*** Task data Section Begins ***

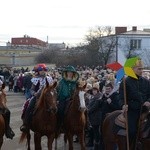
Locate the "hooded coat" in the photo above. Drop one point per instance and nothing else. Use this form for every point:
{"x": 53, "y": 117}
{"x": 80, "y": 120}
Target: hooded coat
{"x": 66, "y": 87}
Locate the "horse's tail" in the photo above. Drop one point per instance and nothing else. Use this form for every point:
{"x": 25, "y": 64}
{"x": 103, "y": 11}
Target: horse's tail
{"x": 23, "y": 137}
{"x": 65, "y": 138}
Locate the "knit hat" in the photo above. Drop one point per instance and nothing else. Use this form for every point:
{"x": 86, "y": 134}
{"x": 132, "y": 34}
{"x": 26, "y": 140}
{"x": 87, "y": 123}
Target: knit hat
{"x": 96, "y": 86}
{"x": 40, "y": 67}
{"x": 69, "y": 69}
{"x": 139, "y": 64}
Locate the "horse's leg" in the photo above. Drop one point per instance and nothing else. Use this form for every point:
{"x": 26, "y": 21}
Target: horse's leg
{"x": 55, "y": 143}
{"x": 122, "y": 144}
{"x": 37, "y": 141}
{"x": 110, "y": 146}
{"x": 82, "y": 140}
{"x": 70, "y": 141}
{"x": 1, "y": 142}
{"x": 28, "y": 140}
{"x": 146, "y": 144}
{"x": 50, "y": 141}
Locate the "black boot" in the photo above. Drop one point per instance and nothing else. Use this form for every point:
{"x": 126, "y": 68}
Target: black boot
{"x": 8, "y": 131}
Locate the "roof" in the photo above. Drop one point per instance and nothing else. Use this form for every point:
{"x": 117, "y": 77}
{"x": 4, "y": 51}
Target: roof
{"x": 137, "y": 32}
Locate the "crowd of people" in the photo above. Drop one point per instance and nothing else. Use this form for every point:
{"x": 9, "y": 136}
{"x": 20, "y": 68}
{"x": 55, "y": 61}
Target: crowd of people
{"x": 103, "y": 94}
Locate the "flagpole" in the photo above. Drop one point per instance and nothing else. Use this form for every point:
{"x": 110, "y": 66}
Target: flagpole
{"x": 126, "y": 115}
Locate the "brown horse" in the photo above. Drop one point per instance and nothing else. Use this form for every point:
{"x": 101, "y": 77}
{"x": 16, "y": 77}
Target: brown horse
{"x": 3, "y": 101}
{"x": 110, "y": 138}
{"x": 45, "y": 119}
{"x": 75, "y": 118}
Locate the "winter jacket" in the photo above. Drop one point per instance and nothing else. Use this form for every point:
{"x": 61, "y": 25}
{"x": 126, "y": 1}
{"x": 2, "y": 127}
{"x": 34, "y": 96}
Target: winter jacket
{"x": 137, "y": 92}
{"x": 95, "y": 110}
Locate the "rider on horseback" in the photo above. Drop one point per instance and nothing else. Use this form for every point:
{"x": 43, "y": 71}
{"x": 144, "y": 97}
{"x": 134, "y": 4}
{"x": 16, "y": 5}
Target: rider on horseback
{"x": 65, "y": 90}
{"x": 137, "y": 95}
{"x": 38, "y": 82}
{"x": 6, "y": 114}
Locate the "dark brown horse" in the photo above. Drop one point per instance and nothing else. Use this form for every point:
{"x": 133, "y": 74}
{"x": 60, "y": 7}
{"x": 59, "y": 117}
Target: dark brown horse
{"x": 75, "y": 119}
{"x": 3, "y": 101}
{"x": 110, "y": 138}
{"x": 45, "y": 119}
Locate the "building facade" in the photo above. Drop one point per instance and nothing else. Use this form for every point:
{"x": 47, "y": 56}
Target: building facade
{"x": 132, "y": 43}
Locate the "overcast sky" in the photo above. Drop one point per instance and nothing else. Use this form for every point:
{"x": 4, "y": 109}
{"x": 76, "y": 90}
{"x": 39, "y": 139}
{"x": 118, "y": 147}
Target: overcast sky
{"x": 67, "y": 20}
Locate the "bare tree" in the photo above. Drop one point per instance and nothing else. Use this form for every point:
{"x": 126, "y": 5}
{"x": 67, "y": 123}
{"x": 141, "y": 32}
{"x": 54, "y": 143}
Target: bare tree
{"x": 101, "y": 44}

*** Task data Section Ends ***
*** Task data Section Begins ***

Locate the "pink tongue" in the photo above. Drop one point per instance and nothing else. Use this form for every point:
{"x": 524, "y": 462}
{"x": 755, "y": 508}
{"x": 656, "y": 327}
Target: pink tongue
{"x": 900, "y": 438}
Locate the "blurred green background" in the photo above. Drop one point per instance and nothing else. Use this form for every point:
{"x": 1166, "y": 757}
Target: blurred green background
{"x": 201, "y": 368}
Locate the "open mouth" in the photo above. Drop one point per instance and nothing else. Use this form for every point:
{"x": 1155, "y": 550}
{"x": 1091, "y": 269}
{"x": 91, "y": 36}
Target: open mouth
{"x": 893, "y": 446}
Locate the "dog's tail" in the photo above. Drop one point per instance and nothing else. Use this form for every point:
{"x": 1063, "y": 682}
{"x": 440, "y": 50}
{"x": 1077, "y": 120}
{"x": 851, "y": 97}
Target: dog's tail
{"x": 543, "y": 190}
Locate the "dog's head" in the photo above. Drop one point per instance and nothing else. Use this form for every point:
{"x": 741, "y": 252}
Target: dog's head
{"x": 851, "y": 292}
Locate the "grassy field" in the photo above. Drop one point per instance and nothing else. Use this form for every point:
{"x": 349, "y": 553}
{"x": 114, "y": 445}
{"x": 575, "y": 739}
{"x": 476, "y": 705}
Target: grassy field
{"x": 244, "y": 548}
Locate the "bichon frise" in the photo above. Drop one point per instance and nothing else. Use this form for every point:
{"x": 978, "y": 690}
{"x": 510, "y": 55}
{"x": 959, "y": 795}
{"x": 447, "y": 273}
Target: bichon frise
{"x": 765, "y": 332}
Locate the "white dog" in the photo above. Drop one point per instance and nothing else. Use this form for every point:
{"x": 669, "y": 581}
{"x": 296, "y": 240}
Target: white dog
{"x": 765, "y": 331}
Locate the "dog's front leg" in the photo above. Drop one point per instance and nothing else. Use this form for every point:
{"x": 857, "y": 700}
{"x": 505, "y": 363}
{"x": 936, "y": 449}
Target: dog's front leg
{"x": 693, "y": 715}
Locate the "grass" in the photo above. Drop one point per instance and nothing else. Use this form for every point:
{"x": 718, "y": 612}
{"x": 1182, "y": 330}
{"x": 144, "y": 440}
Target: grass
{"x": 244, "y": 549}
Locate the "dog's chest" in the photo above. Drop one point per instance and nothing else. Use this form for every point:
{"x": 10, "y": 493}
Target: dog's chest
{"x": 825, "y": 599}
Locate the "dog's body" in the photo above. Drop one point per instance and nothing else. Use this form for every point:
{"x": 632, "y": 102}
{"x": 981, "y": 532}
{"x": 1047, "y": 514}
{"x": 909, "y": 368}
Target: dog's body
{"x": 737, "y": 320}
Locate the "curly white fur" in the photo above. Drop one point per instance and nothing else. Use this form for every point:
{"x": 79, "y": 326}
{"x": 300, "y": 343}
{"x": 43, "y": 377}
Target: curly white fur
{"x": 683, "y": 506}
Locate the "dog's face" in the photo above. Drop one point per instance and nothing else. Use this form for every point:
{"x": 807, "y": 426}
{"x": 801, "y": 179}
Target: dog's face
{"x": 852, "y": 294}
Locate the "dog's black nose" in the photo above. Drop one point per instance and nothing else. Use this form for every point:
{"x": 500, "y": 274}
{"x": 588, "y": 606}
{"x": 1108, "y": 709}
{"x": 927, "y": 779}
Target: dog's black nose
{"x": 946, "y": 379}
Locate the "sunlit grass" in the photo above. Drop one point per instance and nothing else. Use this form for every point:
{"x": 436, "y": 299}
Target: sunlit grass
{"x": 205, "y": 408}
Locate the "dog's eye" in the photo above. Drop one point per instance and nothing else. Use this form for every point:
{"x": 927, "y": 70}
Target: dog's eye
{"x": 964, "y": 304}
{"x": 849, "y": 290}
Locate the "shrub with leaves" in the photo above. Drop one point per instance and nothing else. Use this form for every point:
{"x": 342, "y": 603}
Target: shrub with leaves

*** Task data Section Ends ***
*** Task data Section Begins ***

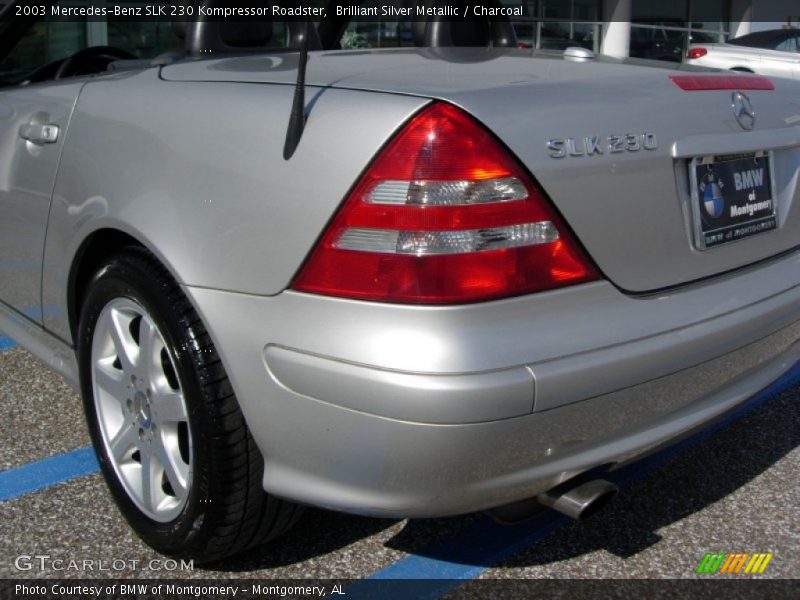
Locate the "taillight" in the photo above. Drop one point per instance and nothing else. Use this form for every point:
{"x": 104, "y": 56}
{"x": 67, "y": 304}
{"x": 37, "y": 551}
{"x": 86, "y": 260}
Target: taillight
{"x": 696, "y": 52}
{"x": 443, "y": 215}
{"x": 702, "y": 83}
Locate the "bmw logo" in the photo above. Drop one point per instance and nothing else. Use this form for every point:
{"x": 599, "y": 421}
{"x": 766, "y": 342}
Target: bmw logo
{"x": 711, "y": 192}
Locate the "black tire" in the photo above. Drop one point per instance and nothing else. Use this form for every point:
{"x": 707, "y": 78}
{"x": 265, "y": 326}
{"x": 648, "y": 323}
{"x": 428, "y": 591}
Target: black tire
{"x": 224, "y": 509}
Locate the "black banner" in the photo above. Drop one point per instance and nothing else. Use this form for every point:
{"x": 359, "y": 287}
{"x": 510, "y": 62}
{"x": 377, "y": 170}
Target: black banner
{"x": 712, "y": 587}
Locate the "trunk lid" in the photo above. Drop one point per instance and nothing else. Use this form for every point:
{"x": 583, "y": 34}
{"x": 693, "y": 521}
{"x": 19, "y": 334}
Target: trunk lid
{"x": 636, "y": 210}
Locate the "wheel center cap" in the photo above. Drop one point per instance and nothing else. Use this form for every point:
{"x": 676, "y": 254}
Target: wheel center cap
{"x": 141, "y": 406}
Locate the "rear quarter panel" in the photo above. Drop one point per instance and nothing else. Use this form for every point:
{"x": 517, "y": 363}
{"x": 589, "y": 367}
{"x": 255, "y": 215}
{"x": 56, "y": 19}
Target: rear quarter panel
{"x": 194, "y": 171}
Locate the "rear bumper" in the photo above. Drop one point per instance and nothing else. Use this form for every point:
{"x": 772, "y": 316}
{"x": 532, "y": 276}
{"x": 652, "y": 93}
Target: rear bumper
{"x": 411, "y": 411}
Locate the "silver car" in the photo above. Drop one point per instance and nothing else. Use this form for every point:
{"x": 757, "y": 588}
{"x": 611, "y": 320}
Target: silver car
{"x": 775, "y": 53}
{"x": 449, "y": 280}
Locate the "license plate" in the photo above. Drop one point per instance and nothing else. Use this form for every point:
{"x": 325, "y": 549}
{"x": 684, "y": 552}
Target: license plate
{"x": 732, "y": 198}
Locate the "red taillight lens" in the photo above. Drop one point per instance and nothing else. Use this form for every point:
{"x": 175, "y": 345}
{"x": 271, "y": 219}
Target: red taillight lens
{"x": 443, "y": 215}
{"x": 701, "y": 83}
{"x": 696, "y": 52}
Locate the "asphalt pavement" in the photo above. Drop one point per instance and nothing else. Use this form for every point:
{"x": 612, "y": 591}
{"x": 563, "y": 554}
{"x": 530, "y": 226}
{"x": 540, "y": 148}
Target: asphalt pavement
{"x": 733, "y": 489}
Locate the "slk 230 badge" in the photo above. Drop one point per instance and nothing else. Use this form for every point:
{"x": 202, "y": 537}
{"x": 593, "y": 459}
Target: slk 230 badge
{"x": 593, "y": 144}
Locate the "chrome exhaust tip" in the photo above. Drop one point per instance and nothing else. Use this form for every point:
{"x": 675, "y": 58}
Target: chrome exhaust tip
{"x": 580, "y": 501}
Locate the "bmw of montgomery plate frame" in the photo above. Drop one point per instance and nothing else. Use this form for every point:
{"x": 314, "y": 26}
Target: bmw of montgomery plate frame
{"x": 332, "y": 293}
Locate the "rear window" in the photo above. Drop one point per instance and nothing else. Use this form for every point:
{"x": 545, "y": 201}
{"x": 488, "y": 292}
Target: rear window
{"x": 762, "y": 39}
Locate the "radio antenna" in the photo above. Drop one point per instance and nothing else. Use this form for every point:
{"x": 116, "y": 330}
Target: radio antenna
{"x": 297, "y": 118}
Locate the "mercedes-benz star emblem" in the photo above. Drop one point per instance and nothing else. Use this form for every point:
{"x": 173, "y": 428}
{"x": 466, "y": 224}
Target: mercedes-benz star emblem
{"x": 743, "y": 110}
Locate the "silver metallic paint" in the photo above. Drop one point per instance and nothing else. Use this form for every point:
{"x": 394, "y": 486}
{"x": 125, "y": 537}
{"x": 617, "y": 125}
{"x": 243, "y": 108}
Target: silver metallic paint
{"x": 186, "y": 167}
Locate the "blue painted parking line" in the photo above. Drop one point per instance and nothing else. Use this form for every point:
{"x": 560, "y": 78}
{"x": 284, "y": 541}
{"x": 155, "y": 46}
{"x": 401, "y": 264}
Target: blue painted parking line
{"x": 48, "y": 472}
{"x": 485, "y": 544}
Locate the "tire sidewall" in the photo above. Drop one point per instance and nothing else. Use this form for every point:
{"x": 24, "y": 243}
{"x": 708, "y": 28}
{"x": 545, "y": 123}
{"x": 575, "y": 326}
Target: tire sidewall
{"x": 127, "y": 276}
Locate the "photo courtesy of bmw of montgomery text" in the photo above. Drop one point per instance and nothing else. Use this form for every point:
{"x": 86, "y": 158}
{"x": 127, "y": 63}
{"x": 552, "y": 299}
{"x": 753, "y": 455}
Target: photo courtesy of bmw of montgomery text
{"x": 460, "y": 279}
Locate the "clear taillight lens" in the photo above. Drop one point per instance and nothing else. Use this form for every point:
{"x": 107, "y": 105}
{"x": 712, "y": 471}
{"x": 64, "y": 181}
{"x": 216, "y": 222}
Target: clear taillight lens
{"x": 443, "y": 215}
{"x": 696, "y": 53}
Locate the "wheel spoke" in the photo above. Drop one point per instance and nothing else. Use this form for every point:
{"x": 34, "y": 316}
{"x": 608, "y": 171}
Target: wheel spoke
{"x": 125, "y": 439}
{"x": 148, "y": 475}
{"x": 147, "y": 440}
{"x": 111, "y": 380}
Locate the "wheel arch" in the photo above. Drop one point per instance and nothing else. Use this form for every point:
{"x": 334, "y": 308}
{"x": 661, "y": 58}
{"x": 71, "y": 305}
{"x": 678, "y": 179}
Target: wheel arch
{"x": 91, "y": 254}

*** Task data Section Ends ***

**Task details:**
Which lines above hold the string "with"? Copy every one of them.

**Response to this task:**
Locate the "shrub with leaves" in the photo above. Drop one point per instance and nothing else. Use this form for every point:
Target: shrub with leaves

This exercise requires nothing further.